<<<<
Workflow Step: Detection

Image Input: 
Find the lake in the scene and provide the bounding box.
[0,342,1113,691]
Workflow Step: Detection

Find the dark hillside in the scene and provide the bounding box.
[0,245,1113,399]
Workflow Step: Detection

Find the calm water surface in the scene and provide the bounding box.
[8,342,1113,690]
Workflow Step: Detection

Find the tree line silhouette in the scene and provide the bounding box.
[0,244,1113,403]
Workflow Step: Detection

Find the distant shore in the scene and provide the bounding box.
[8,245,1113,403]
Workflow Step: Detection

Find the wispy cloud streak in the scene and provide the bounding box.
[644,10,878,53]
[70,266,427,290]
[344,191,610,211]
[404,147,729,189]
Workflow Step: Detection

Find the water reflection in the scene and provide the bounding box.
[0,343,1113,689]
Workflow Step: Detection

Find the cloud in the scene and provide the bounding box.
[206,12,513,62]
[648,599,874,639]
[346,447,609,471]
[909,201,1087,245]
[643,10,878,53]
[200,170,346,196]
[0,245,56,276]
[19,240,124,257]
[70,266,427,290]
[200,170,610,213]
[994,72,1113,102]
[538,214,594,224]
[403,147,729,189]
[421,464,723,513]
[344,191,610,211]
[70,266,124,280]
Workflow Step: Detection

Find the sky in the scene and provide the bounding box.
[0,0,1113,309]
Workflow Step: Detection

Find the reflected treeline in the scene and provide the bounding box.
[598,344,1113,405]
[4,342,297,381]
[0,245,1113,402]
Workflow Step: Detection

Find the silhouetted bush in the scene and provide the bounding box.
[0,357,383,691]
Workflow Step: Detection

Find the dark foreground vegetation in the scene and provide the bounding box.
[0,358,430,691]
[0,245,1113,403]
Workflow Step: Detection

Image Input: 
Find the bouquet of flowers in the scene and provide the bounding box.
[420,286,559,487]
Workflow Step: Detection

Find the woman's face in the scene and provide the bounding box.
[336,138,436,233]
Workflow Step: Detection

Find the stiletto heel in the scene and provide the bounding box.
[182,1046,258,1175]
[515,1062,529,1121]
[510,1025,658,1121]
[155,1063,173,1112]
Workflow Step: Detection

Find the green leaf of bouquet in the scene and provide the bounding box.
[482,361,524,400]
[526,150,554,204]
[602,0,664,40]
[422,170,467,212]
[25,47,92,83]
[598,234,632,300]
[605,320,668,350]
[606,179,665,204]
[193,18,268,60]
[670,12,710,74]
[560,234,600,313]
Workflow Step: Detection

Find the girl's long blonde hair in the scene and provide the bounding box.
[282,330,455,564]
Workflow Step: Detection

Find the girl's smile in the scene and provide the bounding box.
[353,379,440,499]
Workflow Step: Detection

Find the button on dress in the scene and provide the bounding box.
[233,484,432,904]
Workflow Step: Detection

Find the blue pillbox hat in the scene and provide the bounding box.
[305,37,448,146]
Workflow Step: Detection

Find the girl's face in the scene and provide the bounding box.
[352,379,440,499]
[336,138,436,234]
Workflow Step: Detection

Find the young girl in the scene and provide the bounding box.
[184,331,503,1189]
>>>>
# [TASK REQUIREMENTS]
Please copy out everything from the start of the entries down to and including the line containing "[8,342,1113,690]".

# [ANSWER TO THE TASK]
Workflow Step: Detection

Image Input: 
Find the lake in the scene and provide the bounding box.
[0,342,1113,691]
Workflow Step: Detection

Find the dark hillside in the scene and provide the bounding box.
[0,245,1113,399]
Workflow Step: Detection

Find the calm water surface in the scene and provide the bounding box.
[8,342,1113,690]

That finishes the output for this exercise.